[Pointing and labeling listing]
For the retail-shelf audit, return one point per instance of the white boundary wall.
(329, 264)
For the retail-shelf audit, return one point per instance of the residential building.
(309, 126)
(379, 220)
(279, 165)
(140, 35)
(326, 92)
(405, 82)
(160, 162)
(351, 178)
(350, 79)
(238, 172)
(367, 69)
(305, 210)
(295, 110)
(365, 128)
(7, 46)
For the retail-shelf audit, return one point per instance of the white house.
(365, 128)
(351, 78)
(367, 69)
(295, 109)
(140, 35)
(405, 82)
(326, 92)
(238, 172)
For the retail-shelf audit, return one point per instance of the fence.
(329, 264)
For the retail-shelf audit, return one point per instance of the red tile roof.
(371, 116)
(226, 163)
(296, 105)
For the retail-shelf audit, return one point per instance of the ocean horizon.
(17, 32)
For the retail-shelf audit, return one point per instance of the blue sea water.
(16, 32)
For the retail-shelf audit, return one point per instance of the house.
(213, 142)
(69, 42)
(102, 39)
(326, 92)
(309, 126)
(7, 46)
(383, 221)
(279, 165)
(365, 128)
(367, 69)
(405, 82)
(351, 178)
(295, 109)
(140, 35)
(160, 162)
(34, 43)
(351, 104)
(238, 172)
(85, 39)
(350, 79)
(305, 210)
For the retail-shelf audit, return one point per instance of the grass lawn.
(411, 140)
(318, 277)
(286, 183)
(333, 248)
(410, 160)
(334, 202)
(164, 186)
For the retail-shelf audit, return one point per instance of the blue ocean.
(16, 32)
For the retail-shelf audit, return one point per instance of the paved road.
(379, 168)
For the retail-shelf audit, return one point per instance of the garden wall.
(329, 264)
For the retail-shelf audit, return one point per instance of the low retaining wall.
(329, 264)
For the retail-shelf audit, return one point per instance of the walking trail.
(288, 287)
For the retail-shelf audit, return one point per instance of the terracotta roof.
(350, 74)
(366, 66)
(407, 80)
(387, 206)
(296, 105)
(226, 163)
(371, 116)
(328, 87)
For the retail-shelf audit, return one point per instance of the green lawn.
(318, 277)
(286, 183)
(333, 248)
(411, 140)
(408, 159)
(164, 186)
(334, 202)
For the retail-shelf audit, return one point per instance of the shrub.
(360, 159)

**Stated exercise**
Rewrite the part of the listing that opens with the line containing "the green lawn." and closes at the end of the listing, keeping the requests and offsetting every coordinate in the answers by adding 149 to each number.

**Solution to this problem**
For the retail-shelf audit, return one point per instance of the green lawn.
(467, 426)
(435, 332)
(482, 397)
(560, 289)
(557, 308)
(313, 335)
(483, 351)
For the retail-shelf audit, return one point per instance of the shrub.
(509, 308)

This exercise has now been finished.